▶ _WRITTEN EXERCISE_
Rewrite the part of the text on an alternative user stack that opens with the words containing "1. Only the" and closes with "the I2C bus.", changing "program counter" to "instruction pointer".

▶ _TEXT_
## BEGIN

In the following programs an alternative user stack is presented which provides the programmer with alternative "call" and "return" capability.

Note that a user stack is implemented using the highest data address. The idea is that the user stack grows down from 1FH, while user variables are assigned from 07H and up. Thus, the degree of nesting permitted using this approach is the full variable space (25) less the number of bytes which are used as variables in the program.

There are two other limitations to this approach;

1. Only the low byte of the program counter is saved on the user stack. Thus, this limits the calling of all functions and the implementation of the functions to the same page.

However, this does not preclude one from splitting a program over several pages and implementing each called function on each page. Of course, the same implementation of functions on different pages must have different names. That is, one must be careful and think. But with the price of the 12C5XX declining to a mere $1.00 it pays to think!

This approach of splitting a program is shown in another discussion dealing with the I2C bus.

## END

▶ _GIVEN RECORDS_
## BEGIN

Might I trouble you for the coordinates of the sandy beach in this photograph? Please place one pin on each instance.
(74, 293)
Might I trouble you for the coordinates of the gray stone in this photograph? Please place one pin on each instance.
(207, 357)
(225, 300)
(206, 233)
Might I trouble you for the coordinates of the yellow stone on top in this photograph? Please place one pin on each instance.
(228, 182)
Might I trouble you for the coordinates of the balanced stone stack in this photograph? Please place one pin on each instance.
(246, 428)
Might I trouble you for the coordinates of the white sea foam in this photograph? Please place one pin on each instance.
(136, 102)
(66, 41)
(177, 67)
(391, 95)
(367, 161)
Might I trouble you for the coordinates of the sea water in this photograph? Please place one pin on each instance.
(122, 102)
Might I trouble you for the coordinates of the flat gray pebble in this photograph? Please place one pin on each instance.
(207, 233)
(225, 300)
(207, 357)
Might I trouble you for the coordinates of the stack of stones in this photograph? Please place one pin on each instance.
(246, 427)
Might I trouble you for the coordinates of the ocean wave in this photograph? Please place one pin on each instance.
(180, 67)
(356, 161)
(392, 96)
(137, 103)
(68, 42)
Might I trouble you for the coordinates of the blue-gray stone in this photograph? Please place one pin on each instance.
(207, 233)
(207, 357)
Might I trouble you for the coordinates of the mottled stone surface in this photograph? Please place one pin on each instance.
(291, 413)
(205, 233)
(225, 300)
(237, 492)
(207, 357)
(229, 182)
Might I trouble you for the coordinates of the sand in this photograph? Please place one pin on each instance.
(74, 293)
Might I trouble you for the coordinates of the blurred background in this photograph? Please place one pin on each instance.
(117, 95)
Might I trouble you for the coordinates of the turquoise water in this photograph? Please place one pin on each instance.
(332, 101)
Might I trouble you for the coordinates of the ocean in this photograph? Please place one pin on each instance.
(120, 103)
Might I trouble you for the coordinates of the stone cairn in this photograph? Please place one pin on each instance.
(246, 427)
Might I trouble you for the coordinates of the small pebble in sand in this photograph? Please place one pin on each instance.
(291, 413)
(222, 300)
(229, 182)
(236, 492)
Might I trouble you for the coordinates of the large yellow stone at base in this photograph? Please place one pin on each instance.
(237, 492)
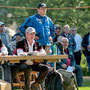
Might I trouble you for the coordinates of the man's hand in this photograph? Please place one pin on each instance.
(73, 68)
(64, 66)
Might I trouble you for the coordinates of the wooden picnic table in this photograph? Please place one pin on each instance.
(50, 58)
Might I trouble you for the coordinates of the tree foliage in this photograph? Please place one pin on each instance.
(74, 17)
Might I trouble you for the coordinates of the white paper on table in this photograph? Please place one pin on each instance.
(70, 69)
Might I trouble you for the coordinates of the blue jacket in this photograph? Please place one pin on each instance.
(43, 25)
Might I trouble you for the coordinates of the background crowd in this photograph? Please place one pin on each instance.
(38, 34)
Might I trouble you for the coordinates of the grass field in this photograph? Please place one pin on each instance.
(86, 83)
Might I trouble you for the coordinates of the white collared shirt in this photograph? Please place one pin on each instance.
(78, 41)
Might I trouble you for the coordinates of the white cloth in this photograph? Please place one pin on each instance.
(78, 41)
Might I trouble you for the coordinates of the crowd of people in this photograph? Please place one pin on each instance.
(37, 36)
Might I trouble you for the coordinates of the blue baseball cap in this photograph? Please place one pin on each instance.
(42, 5)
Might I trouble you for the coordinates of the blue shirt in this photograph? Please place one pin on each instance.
(43, 25)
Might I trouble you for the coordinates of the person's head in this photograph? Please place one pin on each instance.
(19, 36)
(30, 33)
(66, 29)
(58, 30)
(18, 29)
(42, 9)
(73, 31)
(2, 26)
(59, 38)
(65, 42)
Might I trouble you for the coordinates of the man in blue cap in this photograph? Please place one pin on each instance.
(42, 24)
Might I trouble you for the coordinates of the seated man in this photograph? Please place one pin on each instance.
(29, 46)
(64, 42)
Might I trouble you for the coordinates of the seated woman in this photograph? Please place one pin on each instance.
(3, 49)
(62, 48)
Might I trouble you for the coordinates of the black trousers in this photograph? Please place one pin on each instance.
(43, 71)
(77, 56)
(41, 68)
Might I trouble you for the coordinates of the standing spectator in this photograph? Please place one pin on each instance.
(3, 35)
(86, 46)
(68, 35)
(29, 46)
(58, 31)
(78, 40)
(42, 24)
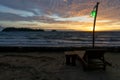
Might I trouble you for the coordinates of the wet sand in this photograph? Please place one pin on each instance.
(51, 66)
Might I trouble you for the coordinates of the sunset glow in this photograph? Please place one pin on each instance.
(60, 14)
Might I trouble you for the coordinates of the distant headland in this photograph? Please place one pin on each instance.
(20, 29)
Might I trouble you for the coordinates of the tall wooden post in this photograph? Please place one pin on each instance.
(96, 9)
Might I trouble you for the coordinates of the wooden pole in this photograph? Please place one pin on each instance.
(95, 24)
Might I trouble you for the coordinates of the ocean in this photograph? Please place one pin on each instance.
(59, 39)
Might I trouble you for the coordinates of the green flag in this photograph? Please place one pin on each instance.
(93, 13)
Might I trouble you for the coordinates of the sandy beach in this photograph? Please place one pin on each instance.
(51, 66)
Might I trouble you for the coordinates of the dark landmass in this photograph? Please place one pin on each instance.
(20, 29)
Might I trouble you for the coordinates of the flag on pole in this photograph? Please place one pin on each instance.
(93, 12)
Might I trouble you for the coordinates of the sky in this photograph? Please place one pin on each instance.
(60, 14)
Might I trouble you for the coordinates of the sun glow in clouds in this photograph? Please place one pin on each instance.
(59, 14)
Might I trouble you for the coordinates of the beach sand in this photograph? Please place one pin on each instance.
(51, 66)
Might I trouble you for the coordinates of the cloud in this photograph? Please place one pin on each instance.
(60, 11)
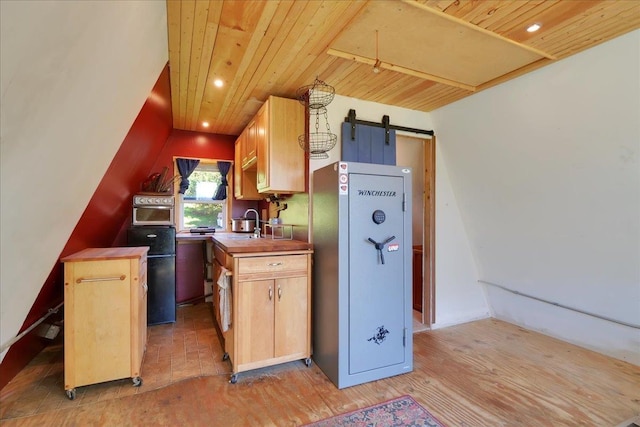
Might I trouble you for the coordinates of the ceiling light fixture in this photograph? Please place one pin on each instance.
(533, 28)
(376, 66)
(315, 98)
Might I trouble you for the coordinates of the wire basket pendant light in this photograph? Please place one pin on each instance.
(316, 97)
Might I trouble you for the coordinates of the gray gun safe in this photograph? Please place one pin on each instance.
(362, 320)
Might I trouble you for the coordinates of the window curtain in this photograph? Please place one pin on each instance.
(221, 192)
(186, 167)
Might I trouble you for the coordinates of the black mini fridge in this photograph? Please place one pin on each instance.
(161, 270)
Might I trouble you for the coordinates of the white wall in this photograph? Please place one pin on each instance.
(459, 298)
(546, 172)
(71, 88)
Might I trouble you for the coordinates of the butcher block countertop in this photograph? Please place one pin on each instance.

## END

▶ _THE REPLY_
1. Only the low byte of the instruction pointer is saved on the user stack. Thus, this limits the calling of all functions and the implementation of the functions to the same page.

However, this does not preclude one from splitting a program over several pages and implementing each called function on each page. Of course, the same implementation of functions on different pages must have different names. That is, one must be careful and think. But with the price of the 12C5XX declining to a mere $1.00 it pays to think!

This approach of splitting a program is shown in another discussion dealing with the I2C bus.